> _Written problem 1_:
Show each line in the rows that contains the string "leaf". Case counts.

> _Document extract_:

I teach formal methods in software engineering. I also teach "agile methodologies". Most people seem to think this is contradictory. I think it makes a lot of sense... I also work for a company, where we need to actually get things done :) While I can apply my earned skill points on "specification" in a day-to-day basis, my colleagues typically flee away from the word "formal".
I used to think that this was due to the intrinsic way we learn how to program: we are usually driven to find a working solution, not to understand the problem. Then I thought this was due to the fact that most people in the formal community are not engineers, but mathematicians or computer scientists. Nowadays, I wonder if it just because the formal-methods community hide behind some kind of "obfuscation" law to use all the available UNICODE symbols, actively develop rude, unesthetic tools, and laugh in the face of standards.
Yes, I've been moving from a "blame them" to a "blame us" perspective ;-)
So, my question is: do you use any kind of formal methods in your company? Have you introduced them, or were they pre-requisites? What techniques do you use to clear the fog of mathematics from people's fears and incite them to use formal methods? What do you think current tools are lacking for a more general usage?
The key to getting people to buy into any methods or methodologies is to show them how it solves problems they are having. If they can see it will make their lives better you have a much improved chance of getting them to adopt the techniques.
And if you can't show them that, perhaps you wanted to adopt the methods based on philosophy rather than practicality. Unless the others share your philosophy then you're not going to get anywhere. And perhaps you shouldn't.
Over the decades there have been a great many methodologies. Newer ones always address the shortcomings of the old ones, yet projects still get in trouble and fail. Why? Because the rock stars that come up with new methodologies are rock stars, and have made a new methodology precisely because they understand the underlying issues and how to apply them. Those who come after tend to blindly follow the recipe, and it doesn't work so well.
So I think the best thing is to teach about the underlying problems and then show how various methods attempt to deal with those problems. The differences in companies, projects, and teams is so great that no one methodology can be applied successfully to all combinations. Learning to choose an appropriate tool and apply it well is crucial.
Thank you for all contributions. They are very insightful. Allow me to flame a bit (don't take it personal, though :-)
Most people seem to think that formal methods are just about program verification. Or critical systems. This may be true if we pursue the ultimate cliche: to prove we are doing the program right (v.s. validation, which asks, as a contributor said, if we are doing the right program).

> _Written problem 2_:
Rewrite the discussion of formal methods starting with "So I think the" and going on through "personal, though :-)", renaming "companies" to "organizations".

> _Data_:
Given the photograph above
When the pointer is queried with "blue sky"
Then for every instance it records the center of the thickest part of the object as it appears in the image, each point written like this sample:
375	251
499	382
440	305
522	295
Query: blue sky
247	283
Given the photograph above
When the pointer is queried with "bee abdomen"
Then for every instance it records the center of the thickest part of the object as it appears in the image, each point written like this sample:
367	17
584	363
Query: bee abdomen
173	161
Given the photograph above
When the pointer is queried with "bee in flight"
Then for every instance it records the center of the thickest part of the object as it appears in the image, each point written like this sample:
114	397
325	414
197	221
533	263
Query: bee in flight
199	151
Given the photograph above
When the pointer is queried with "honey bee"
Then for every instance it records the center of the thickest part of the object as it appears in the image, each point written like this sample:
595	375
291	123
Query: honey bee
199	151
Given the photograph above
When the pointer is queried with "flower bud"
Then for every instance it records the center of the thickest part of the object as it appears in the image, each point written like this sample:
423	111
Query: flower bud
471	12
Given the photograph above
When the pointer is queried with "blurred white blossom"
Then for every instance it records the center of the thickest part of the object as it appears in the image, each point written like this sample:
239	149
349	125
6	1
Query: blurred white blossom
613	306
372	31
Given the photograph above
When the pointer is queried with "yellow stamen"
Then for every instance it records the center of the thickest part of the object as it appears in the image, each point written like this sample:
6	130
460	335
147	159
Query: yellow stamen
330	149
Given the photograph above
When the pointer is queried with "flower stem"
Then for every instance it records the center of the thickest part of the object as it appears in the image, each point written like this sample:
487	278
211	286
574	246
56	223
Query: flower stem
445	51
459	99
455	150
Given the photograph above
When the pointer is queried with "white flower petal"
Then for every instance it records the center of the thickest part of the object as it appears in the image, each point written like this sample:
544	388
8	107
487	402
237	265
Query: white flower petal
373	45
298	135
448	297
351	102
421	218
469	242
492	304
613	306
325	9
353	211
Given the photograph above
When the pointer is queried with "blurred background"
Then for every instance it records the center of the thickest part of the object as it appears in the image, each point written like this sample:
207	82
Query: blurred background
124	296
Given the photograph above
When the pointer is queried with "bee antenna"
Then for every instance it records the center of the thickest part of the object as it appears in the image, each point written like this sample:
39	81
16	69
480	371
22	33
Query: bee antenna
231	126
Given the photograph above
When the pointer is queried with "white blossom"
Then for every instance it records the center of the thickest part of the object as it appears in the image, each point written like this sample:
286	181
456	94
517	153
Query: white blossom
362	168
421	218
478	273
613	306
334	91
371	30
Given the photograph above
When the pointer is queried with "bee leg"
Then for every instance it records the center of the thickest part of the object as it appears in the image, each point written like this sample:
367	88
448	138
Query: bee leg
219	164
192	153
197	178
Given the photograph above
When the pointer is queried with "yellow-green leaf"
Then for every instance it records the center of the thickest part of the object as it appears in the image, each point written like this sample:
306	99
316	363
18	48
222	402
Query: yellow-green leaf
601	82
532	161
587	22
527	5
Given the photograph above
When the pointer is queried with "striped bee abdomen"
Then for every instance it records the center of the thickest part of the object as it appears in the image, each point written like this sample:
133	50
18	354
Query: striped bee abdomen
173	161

> _Expected answer 1_:
When the pointer is queried with "yellow-green leaf"
Query: yellow-green leaf

> _Expected answer 2_:
So I think the best thing is to teach about the underlying problems and then show how various methods attempt to deal with those problems. The differences in organizations, projects, and teams is so great that no one methodology can be applied successfully to all combinations. Learning to choose an appropriate tool and apply it well is crucial.
Thank you for all contributions. They are very insightful. Allow me to flame a bit (don't take it personal, though :-)